▸ **Work instruction**: Give the entries again, exactly as they stand.

►

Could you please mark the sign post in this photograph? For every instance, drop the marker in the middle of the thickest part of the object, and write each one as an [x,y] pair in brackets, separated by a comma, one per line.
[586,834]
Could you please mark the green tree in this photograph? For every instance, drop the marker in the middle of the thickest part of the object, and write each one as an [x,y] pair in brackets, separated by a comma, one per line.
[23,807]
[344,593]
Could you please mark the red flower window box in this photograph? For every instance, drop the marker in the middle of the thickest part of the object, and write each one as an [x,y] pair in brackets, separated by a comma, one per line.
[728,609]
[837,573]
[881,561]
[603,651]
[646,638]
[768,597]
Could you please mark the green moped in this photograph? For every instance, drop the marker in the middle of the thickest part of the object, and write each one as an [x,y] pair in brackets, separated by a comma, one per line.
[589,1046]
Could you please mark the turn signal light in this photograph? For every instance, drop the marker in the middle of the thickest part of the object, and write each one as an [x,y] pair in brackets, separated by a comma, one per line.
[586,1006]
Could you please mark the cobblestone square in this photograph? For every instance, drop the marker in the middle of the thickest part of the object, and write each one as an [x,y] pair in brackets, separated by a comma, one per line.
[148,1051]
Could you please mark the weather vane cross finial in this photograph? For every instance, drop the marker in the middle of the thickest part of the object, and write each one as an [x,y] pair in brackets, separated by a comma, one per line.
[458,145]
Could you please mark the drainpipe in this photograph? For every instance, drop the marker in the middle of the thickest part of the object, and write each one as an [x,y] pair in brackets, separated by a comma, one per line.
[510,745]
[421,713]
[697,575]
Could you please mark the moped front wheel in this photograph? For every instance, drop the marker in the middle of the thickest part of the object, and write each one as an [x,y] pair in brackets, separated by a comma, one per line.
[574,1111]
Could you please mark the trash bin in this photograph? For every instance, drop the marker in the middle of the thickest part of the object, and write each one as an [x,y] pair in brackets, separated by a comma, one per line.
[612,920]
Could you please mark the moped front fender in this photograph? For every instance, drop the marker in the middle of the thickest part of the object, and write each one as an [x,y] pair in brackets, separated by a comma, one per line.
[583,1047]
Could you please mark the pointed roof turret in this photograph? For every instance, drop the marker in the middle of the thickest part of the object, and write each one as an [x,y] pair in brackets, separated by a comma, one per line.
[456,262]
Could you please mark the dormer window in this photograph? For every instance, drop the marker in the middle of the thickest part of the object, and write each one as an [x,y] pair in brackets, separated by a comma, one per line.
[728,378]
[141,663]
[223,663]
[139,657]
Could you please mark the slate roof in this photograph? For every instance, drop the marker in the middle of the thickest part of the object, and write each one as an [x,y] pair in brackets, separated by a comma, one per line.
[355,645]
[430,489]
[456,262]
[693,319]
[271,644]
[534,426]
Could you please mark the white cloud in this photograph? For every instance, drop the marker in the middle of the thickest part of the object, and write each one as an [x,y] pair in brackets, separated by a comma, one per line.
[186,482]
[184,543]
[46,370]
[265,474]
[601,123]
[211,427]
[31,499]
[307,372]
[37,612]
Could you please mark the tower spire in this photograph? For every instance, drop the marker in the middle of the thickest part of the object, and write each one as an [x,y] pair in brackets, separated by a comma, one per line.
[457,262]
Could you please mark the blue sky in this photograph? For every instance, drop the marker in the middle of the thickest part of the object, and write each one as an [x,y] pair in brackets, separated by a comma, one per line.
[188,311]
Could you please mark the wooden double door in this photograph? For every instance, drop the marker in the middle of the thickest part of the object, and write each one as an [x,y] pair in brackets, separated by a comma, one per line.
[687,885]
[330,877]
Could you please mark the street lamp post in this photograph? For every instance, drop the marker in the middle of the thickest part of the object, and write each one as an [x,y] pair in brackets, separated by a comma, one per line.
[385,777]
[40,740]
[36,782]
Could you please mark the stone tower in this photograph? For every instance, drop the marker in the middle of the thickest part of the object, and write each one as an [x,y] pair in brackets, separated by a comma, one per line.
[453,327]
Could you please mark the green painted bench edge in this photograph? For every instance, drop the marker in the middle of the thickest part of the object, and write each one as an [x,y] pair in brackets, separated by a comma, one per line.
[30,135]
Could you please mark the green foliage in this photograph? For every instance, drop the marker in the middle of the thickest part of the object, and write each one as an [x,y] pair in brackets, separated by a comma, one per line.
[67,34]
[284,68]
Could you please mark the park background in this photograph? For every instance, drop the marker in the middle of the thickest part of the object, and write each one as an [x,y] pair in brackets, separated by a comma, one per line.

◄

▸ **Expected output**:
Could you please mark the sign post in this photograph? For every instance, drop the marker in the middle of the thickest part of the object, and write each one as an [x,y] pair in brackets, separated by a comma, one per line.
[586,834]
Could you please mark the green tree in this photograph? For every instance, drop the marker in the middle of the thickest part of the object, and write each one as an [x,y] pair in brackets, separated by a comma, one per line.
[23,807]
[344,593]
Could you please mark the red flower window box in this photograph? For every instance, drop the marker in the middle of the thickest part of the object, and write each one as an [x,y] pair in brackets, separated by a comma, one per line.
[728,609]
[837,573]
[881,561]
[603,651]
[646,638]
[768,597]
Could you please mark the green moped in this photograph? For every instance, drop the marker in the middle of the thickest part of the object, and write each one as an [x,y] pair in brackets, separated by a comma, one per line.
[589,1046]
Could you please mark the turn signal light in this photograph? For every instance, drop the marker in the middle of the thickest part of the object, and write each one as an [x,y] pair in brackets, separated by a comma, one per line.
[586,1006]
Could you please mark the cobblestone square in this photograph? For every instance, drop the marker in the middle of the thickest part of the object, and write each one as an [x,y] pair in brackets, separated by a comma, one per line.
[148,1051]
Could you please mark the weather vane cross finial in this photograph? For every instance, drop the marker in the middle of the thickest part of the object, and write each one as an [x,y] pair in brackets, separated by a comma, one per line.
[458,145]
Could you please mark the drainpipe in this photograph? For every instance, drop the marker in the middle of the thickest part of the object, and write each one as an [x,y] pair in brackets, separated by a comma, one per line.
[510,745]
[421,713]
[697,575]
Could you please mark the moped front wheel in this photograph? For every instance, drop the marker in the middle of the thickest part of the object, and write each one as an [x,y] pair in brackets, separated by a comma, one per line.
[574,1111]
Could you please mark the trash bin in this photograph? For every instance, drop the marker in the middle of the thickest part of the object, and write each one as an [x,y] pair in brackets, separated by a comma, one per line.
[612,920]
Could you please mark the moped front fender in this photograph? For every instance, drop the marker in the middle of the thickest part of the object, and write each one as an [x,y] pair in brackets, separated by a comma, one per line.
[583,1047]
Could you please mark the pointed roof turret in this photograph? For every instance, drop the marker in the middle of the thickest part of the object, and write each one as an [x,y] pair in brackets, separated by a comma, one per line.
[456,262]
Could you please mark the dormer window in this photograph? For every instance, drop the marker in the middle of the thickest part of the object, and write each one as an [x,y] pair in brackets, separated by a comma, one per line.
[728,378]
[141,663]
[223,663]
[139,657]
Could you please mark the slate roof in this photograph? For every instance, drop the marker in the middle of the thickest part of the object, and write each one as an [x,y] pair in brackets, separated by a comma, one per line.
[355,645]
[430,489]
[456,262]
[693,319]
[271,644]
[534,426]
Could you please mark the white cloud in this photograph? For every instance, drop the marker in the middle of the thickest part of the object, and write each one as an [x,y] pair in brackets, separated by a comma, one per line.
[186,482]
[184,543]
[46,370]
[265,474]
[601,123]
[211,427]
[31,499]
[307,372]
[37,612]
Could you please mark the tower spire in this photograph? For every instance, drop the marker in the middle of the thickest part of the object, and write each one as an [x,y] pair in brackets, separated by a comma, one per line.
[457,262]
Could you please mark the blue sky in this photograph? For every instance, drop the marker in the middle of the thickest part of the object, and write each one as an [x,y] pair in brackets, separated by a comma, one per line.
[188,311]
Could you please mark the wooden double door in this photograph? For every instance, drop the marker in the middle of the thickest part of the object, and write each one as an [x,y] pair in brackets, separated by a comma, one per line.
[687,885]
[330,877]
Could you please mark the street lamp post in this photograph? For every instance, drop the marker in the middle of the thickest part of the object, and write each one as an [x,y] pair in brackets, separated by a comma, one per line.
[385,777]
[40,740]
[36,782]
Could you please mark the stone tower in this photograph? For every instance, drop the marker in the middle of the thickest part of the object, and write each one as an [x,y] pair in brackets, separated by a comma, one per line.
[453,327]
Could you please mark the green painted bench edge in this photograph? For every instance, drop the marker in the middle of the thickest part of the object, and write each one as an [x,y] pair in brackets, separated by a comma, one per line.
[30,135]
Could you please mark the green foliage in this photograph? For every instance, drop the marker in the middle of the thickest part of the object, and write each one as an [x,y] pair in brackets, separated by a comma, one per line.
[67,34]
[284,68]
Could you please mark the park background in this photograph? For every instance, drop the marker in the middle of the thickest part of the object, and write each one as an [x,y] pair in brackets, separated by a comma, one per line.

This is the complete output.